- **Text**:
<<<<

Scientific classification
- Kingdom: Animalia
- Phylum: Chordata
- Class: Actinopterygii
- Order: Acanthuriformes
- Family: Lutjanidae
- Genus: Aphareus
- Species: A. rutilans
- Binomial name: Aphareus rutilans (Cuvier, 1830)
- Synonyms: Aphareus thompsoni Fowler, 1923

= Aphareus rutilans =

- Authority: (Cuvier, 1830)
- Conservation status: LC
- Synonyms: Aphareus thompsoni Fowler, 1923

Species of fish

Aphareus rutilans, the rusty jobfish, ironjaw snapper, red smalltooth job, silvermouth or small tooth jobfish, is a species of marine ray-finned fish, a snapper belonging to the family Lutjanidae. It is found in the Indo-Pacific region.

==Description==
Aphareus rutilans has an elongated, compressed and fusiform body. It has a lower jaw which projects beyond the upper and the mouth extends to the centreline of the eye. It has a flat area between the eyes. The jaws are quilted with thin bands of small teeth and there are no teeth on the roof of the mouth. The dorsal fin has 10 spines and 10, occasionally 11, soft rays while the anal fin has 3 spines and 8 soft rays. These fins lack scales. The rearmost ray in both the dorsal and anal fins are elongated. The caudal fin is deeply forked or lunate in shape. The overall colour is bluish-grey to mauve or reddish with the dorsal, pectoral and caudal fins being yellowish to reddish. The lips of the upper jaw are dark. This species attains a maximum total length of 110 cm, although 79 cm is more typical, and a maximum weight of 11.3 kg.

==Distribution==
Aphareus rutilans has a wide Indo-Pacific distribution. It extends from the Gulf of Aqaba in Israel and Jordan south through the Red Sea and along the East African coast as far south as South Africa through the Indian Ocean, including its islands, and east into the Pacific Ocean. In the Pacific its range extends east to Hawaii, north to the Ryukyu and Ogasawara islands of southern Japan and south to Australia. in Australia it is found at the Scott Reef of Western Australia, in the Arafura Sea off the Northern Territory, and the northern Great Barrier Reef as well as reefs in the Coral Sea off Queensland. The larvae have been recorded as far south as Crowdy Head in New South Wales.

>>>>

- **Input data**:

<<<<

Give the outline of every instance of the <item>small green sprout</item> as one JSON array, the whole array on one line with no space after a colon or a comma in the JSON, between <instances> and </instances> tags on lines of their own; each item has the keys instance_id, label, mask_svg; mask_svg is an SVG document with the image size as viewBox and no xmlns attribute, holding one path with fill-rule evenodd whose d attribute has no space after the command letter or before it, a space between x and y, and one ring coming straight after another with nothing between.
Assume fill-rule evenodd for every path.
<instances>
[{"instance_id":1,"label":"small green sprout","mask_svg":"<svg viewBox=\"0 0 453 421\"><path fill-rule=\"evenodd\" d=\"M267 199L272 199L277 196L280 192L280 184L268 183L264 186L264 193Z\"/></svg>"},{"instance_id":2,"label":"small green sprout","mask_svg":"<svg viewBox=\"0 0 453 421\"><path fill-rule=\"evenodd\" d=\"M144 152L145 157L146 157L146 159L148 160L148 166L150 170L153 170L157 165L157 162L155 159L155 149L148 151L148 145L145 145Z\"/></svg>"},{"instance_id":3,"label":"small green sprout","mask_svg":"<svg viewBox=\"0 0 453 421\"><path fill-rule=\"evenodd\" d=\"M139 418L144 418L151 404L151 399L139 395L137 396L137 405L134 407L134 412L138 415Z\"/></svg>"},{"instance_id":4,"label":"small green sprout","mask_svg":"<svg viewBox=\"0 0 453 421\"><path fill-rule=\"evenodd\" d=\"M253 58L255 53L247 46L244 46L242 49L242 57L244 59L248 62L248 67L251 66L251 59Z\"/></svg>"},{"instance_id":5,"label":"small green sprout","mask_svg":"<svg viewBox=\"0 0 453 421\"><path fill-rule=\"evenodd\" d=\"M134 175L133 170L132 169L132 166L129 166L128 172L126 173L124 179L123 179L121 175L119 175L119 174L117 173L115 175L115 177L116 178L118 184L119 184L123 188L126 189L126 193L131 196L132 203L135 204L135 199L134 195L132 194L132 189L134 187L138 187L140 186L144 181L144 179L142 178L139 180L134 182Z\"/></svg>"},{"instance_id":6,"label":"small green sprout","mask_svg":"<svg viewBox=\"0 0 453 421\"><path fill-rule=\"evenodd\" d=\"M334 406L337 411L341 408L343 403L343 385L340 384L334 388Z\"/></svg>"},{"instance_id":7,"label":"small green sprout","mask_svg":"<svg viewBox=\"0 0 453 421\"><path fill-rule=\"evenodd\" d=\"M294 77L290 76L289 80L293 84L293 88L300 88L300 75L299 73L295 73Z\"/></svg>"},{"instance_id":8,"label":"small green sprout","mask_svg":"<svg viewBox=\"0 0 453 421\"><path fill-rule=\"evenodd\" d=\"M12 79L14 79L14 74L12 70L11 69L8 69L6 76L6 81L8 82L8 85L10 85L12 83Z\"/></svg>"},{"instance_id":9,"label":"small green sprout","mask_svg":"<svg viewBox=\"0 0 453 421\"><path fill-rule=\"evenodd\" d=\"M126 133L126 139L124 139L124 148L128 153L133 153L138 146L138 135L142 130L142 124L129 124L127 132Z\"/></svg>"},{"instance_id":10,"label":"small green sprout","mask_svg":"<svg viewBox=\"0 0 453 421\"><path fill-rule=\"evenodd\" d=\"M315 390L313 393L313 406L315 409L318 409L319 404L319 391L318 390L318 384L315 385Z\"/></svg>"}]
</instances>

>>>>

- **Activities**:
**A.** Quote the stretch of the rusty jobfish text from "- Conservation status: LC" through "the Indo-Pacific region.".
**B.** Using the rusty jobfish text, mark each statement yes or no, and back each answer with the deciding words quoted from that text: (i) The anal fin has 3 spines and 8 soft rays. (ii) The roof of the mouth bears teeth. (iii) The species reaches a maximum weight of 11.3 kg.
**C.** Continue the rusty jobfish text after its final sentence.

- **Responses for each task**:
**A.**
- Conservation status: LC
- Synonyms: Aphareus thompsoni Fowler, 1923

Species of fish

Aphareus rutilans, the rusty jobfish, ironjaw snapper, red smalltooth job, silvermouth or small tooth jobfish, is a species of marine ray-finned fish, a snapper belonging to the family Lutjanidae. It is found in the Indo-Pacific region.

**B.**
(i) Yes: "the anal fin has 3 spines and 8 soft rays"
(ii) No: "there are no teeth on the roof of the mouth"
(iii) Yes: "a maximum weight of 11.3 kg"

**C.**
==Habitat and biology==
Aphareus rutilans is found at depths between 10 and 330 m where it is found in reefs and areas with rocky bottoms, although it is most common at depths of 100 to 250 m. It is a predatory species which feeds on fish, squid and crustaceans. Spawning was recorded as taking place in the spring and summer in Vanuatu, reaching its peak in November and December.

==Taxonomy==
Aphareus rutilans was first formally described in 1830 by the French zoologist Georges Cuvier with the type locality given as the Red Sea but it may also have been Mauritius or Indonesia. The specific name rutilans means "rusty", a reference to the reddish colour of the back and fins.

==Fisheries==
Aphareus rutilans is frequently encountered in fish markets in its range, it is largely caught using handlines and vertical long lines. It is also caught by spear fishing. It is a locally common species throughout much of its range and so makes up an important component of the catch for many deep water fisheries. In Hawaii it is not targeted and is caught as bycatch, the stock is considered to have been depleted and catch limits have been imposed.